+++ AVAILABLE DATA +++

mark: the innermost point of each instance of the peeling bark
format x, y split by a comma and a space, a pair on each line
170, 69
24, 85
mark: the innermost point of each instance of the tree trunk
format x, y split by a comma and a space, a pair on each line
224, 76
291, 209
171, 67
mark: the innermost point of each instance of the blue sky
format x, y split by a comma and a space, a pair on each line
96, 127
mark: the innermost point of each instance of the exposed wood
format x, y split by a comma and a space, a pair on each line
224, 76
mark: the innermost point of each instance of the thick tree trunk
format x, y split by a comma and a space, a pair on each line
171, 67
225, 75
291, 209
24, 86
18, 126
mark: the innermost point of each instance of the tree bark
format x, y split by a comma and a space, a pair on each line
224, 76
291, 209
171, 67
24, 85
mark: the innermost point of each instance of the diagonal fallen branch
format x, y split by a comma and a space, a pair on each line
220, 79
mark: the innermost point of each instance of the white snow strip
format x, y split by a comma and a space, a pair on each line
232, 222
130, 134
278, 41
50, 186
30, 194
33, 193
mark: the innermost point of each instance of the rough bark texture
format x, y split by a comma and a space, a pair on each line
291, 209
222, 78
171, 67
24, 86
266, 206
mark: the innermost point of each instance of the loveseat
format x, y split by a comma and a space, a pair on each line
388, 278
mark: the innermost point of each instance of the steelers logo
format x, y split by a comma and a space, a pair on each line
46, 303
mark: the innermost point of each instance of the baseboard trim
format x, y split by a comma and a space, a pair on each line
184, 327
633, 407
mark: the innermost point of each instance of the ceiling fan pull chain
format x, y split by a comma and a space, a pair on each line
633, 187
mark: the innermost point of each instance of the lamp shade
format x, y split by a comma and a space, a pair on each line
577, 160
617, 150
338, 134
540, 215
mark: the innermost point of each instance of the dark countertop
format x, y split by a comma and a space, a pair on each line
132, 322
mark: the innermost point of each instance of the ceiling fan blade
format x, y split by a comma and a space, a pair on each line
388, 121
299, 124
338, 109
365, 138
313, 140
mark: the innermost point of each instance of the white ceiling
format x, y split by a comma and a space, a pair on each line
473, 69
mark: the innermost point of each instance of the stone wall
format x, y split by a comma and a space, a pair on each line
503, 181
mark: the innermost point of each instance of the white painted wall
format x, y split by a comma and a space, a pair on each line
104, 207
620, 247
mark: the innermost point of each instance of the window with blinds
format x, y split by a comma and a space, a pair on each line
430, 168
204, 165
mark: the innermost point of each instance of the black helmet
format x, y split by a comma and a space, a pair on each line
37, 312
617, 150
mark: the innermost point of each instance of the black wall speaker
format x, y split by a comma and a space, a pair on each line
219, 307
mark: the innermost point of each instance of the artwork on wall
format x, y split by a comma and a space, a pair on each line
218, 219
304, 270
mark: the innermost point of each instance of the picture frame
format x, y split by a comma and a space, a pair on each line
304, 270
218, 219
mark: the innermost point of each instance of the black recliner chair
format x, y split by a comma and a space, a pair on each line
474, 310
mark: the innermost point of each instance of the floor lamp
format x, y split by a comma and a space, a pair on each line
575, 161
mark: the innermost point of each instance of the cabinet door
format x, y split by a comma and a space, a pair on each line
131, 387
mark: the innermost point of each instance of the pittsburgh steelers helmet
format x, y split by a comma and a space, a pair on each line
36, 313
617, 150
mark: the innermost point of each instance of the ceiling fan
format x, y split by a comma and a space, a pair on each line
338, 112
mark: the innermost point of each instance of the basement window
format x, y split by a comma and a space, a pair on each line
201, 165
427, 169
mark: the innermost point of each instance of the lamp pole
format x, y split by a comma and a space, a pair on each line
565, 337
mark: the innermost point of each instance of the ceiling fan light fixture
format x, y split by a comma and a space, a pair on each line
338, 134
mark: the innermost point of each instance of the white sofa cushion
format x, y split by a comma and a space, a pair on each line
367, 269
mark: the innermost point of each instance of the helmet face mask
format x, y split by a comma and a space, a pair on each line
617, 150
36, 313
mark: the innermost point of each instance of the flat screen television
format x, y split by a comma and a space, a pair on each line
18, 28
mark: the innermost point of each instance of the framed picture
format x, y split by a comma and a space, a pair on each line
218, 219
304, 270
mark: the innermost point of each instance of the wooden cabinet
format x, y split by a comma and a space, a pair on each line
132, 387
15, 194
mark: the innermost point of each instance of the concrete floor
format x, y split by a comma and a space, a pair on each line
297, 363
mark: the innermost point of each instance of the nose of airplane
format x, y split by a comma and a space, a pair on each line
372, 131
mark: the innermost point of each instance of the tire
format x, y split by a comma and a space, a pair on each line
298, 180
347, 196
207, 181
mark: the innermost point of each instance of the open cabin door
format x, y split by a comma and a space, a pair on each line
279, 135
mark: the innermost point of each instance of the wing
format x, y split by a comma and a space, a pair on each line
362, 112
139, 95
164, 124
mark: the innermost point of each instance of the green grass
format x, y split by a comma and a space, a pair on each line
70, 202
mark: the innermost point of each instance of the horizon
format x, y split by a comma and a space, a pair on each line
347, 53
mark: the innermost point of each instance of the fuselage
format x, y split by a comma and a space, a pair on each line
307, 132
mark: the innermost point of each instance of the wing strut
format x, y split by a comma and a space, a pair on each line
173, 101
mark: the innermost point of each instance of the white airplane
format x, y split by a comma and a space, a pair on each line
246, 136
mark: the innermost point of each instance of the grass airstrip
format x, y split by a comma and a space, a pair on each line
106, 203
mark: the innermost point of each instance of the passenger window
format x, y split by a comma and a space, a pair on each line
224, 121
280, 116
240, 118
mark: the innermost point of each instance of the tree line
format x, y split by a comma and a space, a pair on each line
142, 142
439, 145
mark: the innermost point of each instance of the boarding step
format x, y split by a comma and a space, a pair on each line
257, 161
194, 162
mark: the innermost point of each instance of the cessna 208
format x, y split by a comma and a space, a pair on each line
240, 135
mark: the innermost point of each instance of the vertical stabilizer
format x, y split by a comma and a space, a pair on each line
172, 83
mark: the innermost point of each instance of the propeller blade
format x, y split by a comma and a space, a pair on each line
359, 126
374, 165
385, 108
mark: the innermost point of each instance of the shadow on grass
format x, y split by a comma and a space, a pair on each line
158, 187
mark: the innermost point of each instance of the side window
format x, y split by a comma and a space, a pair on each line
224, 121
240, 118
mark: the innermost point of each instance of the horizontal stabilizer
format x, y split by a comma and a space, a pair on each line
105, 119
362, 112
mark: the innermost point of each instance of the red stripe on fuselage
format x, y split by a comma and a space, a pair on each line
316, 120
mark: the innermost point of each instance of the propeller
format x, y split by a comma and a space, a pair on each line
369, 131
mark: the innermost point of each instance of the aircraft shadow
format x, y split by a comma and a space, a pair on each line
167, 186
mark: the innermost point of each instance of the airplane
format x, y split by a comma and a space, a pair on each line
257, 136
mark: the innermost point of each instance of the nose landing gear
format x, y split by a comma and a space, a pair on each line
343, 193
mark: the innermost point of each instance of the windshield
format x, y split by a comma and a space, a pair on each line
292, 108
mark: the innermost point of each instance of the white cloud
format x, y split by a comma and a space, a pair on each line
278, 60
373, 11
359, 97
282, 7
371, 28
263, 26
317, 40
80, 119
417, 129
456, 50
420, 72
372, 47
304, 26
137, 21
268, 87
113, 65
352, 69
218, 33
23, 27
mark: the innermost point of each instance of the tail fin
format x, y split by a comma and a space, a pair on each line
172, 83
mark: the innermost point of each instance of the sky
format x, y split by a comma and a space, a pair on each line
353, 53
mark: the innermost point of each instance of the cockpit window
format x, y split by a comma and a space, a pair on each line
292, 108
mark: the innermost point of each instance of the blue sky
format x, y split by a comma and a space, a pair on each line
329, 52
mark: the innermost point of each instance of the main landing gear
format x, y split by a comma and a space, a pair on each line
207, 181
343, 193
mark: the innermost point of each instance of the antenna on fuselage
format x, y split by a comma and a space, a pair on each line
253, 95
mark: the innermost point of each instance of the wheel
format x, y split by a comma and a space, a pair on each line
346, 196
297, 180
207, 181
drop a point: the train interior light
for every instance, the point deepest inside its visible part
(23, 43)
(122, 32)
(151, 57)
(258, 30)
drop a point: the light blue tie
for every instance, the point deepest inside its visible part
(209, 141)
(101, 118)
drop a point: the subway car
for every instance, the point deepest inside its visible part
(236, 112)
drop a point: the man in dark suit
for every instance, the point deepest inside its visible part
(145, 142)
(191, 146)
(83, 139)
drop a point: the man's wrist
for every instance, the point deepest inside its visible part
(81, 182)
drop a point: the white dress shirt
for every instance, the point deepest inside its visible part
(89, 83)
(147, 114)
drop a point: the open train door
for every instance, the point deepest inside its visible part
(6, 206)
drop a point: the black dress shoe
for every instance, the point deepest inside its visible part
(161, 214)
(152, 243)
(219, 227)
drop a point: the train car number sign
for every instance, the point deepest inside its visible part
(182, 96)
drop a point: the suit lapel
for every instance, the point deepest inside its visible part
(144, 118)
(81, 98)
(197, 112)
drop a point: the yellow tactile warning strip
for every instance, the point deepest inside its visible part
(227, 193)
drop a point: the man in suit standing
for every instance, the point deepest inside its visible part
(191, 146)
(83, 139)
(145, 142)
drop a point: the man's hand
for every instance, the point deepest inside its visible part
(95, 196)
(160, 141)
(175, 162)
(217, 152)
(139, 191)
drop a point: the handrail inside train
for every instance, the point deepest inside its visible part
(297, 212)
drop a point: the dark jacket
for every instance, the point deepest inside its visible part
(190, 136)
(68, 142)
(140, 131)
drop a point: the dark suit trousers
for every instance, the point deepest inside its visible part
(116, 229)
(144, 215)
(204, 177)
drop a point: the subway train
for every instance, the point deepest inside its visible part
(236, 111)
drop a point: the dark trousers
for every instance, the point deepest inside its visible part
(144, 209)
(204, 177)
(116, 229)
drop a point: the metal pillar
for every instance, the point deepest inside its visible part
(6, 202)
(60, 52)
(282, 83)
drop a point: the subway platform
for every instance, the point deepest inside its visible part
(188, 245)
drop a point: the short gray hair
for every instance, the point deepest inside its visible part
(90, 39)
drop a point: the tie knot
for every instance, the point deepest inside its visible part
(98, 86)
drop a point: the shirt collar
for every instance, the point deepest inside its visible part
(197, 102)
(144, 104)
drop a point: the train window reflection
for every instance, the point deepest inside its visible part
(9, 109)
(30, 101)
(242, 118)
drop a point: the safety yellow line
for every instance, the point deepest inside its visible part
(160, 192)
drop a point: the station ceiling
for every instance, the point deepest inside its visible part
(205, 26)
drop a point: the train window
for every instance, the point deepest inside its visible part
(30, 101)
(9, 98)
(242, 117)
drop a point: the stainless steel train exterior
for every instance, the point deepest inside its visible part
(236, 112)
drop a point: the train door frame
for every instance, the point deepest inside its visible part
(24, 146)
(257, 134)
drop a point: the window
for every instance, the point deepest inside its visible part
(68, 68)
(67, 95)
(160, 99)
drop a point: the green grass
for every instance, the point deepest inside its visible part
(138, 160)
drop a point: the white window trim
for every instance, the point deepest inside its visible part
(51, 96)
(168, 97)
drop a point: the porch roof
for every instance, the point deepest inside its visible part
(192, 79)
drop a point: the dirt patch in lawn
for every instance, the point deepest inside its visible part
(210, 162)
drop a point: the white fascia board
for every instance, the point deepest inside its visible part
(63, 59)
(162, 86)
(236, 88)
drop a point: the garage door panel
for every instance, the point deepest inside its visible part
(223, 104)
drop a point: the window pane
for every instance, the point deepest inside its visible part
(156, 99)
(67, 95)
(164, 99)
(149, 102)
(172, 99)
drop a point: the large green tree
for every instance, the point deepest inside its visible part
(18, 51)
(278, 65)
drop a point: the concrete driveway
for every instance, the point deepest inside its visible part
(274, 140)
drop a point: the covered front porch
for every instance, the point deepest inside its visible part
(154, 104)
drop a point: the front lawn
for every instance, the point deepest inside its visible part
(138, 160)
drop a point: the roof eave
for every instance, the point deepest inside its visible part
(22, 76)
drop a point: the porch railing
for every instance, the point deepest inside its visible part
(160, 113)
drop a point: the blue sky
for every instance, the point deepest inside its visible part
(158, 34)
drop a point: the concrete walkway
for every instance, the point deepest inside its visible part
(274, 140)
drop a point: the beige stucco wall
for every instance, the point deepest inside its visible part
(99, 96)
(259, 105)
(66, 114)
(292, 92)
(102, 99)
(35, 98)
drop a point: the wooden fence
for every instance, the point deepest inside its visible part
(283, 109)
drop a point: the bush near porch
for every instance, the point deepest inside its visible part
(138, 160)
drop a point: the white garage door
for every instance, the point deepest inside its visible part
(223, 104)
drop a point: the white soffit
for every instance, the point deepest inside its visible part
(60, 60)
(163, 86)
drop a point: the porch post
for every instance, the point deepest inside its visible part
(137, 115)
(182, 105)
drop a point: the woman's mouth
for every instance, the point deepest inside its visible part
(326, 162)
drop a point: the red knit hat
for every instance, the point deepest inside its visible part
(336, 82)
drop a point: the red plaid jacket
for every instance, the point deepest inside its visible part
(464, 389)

+++

PROBLEM TO WORK ON: Check each line above for the string "window" and return those that contain it.

EXERCISE RESPONSE:
mark: the innermost point of each instance of the window with blinds
mark: the innermost point of each instance of the basement window
mark: the innermost point of each instance of the passenger window
mark: the innermost point of each instance of the side window
mark: the innermost point of each instance of the cockpit window
drop a point: the train window reflection
drop a point: the train window
drop a point: the window
drop a point: the white window trim
drop a point: the window pane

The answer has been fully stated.